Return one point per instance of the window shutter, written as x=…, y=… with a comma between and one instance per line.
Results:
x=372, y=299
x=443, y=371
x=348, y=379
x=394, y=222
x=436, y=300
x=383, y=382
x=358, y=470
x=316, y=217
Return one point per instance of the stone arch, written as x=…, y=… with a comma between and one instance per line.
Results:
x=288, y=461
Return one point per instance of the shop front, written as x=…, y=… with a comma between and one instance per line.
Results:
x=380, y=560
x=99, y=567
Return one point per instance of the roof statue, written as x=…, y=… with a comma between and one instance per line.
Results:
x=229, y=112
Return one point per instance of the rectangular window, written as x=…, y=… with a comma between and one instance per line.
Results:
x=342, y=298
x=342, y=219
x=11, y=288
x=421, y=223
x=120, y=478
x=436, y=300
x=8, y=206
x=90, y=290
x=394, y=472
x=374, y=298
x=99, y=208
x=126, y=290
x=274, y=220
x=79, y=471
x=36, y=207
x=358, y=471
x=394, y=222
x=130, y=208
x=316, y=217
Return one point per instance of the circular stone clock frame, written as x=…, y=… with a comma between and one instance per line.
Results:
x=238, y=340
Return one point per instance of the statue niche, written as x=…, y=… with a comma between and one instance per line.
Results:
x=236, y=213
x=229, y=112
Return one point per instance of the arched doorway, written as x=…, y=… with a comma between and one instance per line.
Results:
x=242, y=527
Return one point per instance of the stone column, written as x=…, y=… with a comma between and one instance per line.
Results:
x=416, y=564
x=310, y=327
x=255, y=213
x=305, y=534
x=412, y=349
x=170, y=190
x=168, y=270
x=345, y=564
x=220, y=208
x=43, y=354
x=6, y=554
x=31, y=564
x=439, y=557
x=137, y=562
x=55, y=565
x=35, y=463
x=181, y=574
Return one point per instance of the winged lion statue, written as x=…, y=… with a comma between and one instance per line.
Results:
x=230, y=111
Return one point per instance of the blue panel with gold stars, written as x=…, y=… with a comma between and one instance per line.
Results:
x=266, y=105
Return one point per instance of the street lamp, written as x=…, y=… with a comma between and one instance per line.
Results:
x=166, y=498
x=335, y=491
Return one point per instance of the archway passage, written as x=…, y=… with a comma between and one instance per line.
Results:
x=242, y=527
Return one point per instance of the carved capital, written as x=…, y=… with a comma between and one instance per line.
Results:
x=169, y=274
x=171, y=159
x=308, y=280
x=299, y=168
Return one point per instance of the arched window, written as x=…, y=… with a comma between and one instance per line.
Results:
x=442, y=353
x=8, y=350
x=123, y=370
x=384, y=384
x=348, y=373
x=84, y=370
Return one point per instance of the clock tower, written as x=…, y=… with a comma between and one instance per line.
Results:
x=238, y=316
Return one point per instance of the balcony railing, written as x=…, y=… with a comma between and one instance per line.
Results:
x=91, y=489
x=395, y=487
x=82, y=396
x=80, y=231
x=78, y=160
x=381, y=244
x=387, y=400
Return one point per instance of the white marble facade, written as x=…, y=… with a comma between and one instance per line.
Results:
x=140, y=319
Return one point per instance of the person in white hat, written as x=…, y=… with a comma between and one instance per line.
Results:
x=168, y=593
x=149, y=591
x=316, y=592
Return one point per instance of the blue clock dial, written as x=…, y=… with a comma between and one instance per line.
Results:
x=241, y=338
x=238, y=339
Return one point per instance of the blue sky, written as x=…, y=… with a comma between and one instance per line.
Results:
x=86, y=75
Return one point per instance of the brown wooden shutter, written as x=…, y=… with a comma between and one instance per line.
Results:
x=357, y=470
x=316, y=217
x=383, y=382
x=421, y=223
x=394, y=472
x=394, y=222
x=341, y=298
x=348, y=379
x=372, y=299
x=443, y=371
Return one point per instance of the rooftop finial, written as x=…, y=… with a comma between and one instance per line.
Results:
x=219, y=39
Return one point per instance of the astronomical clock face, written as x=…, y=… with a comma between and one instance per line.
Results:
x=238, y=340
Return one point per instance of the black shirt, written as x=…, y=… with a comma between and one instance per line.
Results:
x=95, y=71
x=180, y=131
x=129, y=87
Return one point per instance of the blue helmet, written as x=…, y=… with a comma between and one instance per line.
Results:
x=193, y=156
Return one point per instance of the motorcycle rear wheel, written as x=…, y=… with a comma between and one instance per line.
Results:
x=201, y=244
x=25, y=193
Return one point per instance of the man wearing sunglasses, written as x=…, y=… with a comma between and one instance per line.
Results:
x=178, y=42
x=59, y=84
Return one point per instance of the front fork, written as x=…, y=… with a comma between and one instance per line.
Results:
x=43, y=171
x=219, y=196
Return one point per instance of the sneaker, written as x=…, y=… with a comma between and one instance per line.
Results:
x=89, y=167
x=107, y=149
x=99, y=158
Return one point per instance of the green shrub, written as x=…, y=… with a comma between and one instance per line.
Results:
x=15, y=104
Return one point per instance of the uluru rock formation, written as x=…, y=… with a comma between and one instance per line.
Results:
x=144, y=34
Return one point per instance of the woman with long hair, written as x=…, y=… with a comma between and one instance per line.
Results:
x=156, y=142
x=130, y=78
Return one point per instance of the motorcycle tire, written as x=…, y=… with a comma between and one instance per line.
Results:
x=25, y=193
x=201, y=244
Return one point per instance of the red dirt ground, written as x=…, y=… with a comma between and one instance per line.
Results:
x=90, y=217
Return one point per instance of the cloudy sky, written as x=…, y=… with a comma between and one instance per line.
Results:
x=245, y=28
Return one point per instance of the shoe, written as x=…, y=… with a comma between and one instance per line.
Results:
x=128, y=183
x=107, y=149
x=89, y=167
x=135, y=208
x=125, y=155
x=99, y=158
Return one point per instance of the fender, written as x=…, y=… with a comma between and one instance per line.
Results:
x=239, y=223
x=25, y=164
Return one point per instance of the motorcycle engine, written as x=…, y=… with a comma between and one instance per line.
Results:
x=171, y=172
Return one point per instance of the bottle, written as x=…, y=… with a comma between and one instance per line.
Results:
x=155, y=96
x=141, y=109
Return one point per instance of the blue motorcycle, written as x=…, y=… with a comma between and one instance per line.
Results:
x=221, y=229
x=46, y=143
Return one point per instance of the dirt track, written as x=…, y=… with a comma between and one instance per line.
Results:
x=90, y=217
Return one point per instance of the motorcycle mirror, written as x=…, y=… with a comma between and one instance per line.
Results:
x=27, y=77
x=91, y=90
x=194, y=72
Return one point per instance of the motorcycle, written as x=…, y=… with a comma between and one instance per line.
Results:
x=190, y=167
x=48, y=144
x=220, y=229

------------------------

■ **Aim of the exercise**
Copy every entry exactly, leaving nothing out.

■ **Output for this task**
Return one point per instance of the window shutter, written as x=…, y=… with a comma between and one instance per line.
Results:
x=372, y=299
x=443, y=371
x=348, y=379
x=394, y=222
x=436, y=300
x=383, y=382
x=358, y=470
x=316, y=217
Return one point per instance of the stone arch, written as x=…, y=… with a comma between and one instance per line.
Results:
x=288, y=461
Return one point per instance of the shop front, written as x=…, y=… with a comma between and one instance per line.
Results:
x=380, y=560
x=99, y=567
Return one point per instance of the roof statue, written as x=…, y=… with a comma between and one instance per line.
Results:
x=229, y=112
Return one point per instance of the rectangular window, written as x=…, y=… with a comma between and one instance per line.
Results:
x=342, y=298
x=342, y=219
x=11, y=288
x=421, y=223
x=120, y=478
x=436, y=300
x=8, y=206
x=90, y=290
x=394, y=472
x=374, y=298
x=99, y=208
x=126, y=290
x=274, y=220
x=79, y=471
x=36, y=207
x=358, y=471
x=394, y=222
x=130, y=208
x=316, y=217
Return one point per instance of the circular stone clock frame, written as x=…, y=… with a comma between and one instance per line.
Results:
x=238, y=340
Return one point per instance of the statue niche, written as x=…, y=… with a comma between and one instance per line.
Results:
x=236, y=213
x=229, y=112
Return one point per instance of the arched doorway, written as x=…, y=… with a comma between and one instance per line.
Results:
x=242, y=527
Return one point per instance of the stone column, written as x=…, y=… with a comma between and one instance per line.
Results:
x=416, y=564
x=310, y=327
x=255, y=213
x=305, y=534
x=412, y=349
x=170, y=190
x=168, y=270
x=345, y=564
x=220, y=208
x=43, y=354
x=6, y=554
x=31, y=564
x=439, y=557
x=137, y=562
x=55, y=565
x=35, y=463
x=181, y=574
Return one point per instance of the winged lion statue, written as x=…, y=… with a comma between and one instance per line.
Results:
x=230, y=111
Return one point per instance of the blue panel with gold stars, written as x=…, y=… with a comma between and one instance per line.
Results:
x=266, y=105
Return one point per instance of the street lamp, written as x=…, y=… with a comma between and one instance per line.
Results:
x=166, y=498
x=335, y=491
Return one point per instance of the archway passage, written as x=…, y=… with a comma between and one instance per line.
Results:
x=242, y=527
Return one point per instance of the carved capital, written as x=…, y=… with a comma between and one instance per line.
Results:
x=169, y=274
x=171, y=159
x=308, y=280
x=299, y=168
Return one point per instance of the arched window, written as x=…, y=… with a comma between and one instance per line.
Results:
x=442, y=353
x=8, y=350
x=123, y=370
x=384, y=384
x=348, y=373
x=84, y=370
Return one point per instance of the clock tower, written as x=…, y=… with a comma between and one instance per line.
Results:
x=238, y=316
Return one point per instance of the balcony railing, written as x=…, y=… with a comma between and one instance per line.
Results:
x=91, y=489
x=395, y=487
x=82, y=396
x=80, y=231
x=78, y=160
x=381, y=244
x=387, y=400
Return one point per instance of the white marble facade, written as x=…, y=… with a comma between and one instance per line.
Results:
x=140, y=319
Return one point per instance of the person in white hat, written as x=…, y=… with a comma between and one instance per line.
Results:
x=168, y=593
x=149, y=591
x=316, y=592
Return one point per instance of the blue clock dial, written as x=…, y=… with a comma between and one instance per line.
Results:
x=241, y=338
x=238, y=339
Return one point per instance of the blue sky, written as x=…, y=… with a comma between and one instance per line.
Results:
x=86, y=75
Return one point per instance of the brown wooden shutter, written as x=…, y=… with a comma between and one instance per line.
Results:
x=357, y=470
x=316, y=217
x=383, y=382
x=421, y=223
x=394, y=472
x=394, y=222
x=341, y=298
x=348, y=379
x=372, y=299
x=443, y=371
Return one point per instance of the rooftop finial, written as x=…, y=… with a comma between and one instance per line.
Results:
x=219, y=39
Return one point per instance of the astronomical clock face, written as x=…, y=… with a comma between and one instance per line.
Results:
x=238, y=340
Return one point per instance of the black shirt, written as x=…, y=… with a comma between and one instance per line.
Results:
x=95, y=71
x=180, y=131
x=129, y=87
Return one point per instance of the blue helmet, written as x=…, y=… with a comma between and one instance per line.
Results:
x=193, y=156
Return one point per instance of the motorcycle rear wheel, written as x=…, y=… with a comma between and one instance per line.
Results:
x=201, y=244
x=25, y=193
Return one point per instance of the man wearing sunglasses, written as x=…, y=… with a comma between and one instance per line.
Results:
x=178, y=42
x=59, y=84
Return one point per instance of the front fork, written as x=…, y=… with a comma between and one instance per line.
Results:
x=43, y=171
x=219, y=196
Return one point per instance of the sneaker, written as x=…, y=… with a comma between and one instance per line.
Results:
x=89, y=167
x=107, y=149
x=99, y=158
Return one point per instance of the green shrub, written as x=…, y=… with a comma between and one instance per line.
Results:
x=15, y=104
Return one point per instance of the uluru rock formation, written as x=…, y=… with a comma between and one instance per line.
Results:
x=144, y=34
Return one point per instance of the woman with long hair, written as x=…, y=… with a comma between and one instance per line.
Results:
x=156, y=142
x=130, y=78
Return one point per instance of the motorcycle tire, written as x=…, y=… with a comma between and one instance per line.
Results:
x=25, y=193
x=201, y=244
Return one point per instance of the red dirt ground, written as x=…, y=… with a comma between and one instance per line.
Results:
x=90, y=217
Return one point per instance of the cloudy sky, written as x=…, y=… with a comma between and one instance per line.
Results:
x=245, y=28
Return one point per instance of the shoe, written as x=…, y=… with a comma between and one instance per line.
Results:
x=128, y=183
x=107, y=149
x=89, y=167
x=135, y=208
x=125, y=155
x=99, y=158
Return one point per instance of the fender, written as x=…, y=… with a comma between and one instance per line.
Results:
x=239, y=223
x=25, y=164
Return one point per instance of the motorcycle engine, written as x=…, y=… with a comma between and one instance per line.
Results:
x=171, y=172
Return one point per instance of the bottle, written as x=…, y=… with a comma between and one instance per line.
Results:
x=155, y=96
x=141, y=109
Return one point per instance of the blue motorcycle, written as x=…, y=… with a comma between and one instance per line.
Results:
x=221, y=229
x=46, y=143
Return one point per instance of the dirt track, written as x=…, y=… with a comma between and one instance per line.
Results:
x=90, y=217
Return one point per instance of the motorcycle mirror, written as x=…, y=… with a comma between and one instance per line.
Results:
x=27, y=77
x=91, y=90
x=194, y=72
Return one point per instance of the motorcycle, written as x=…, y=… with a comma between and one instance per line.
Results:
x=190, y=167
x=48, y=144
x=220, y=229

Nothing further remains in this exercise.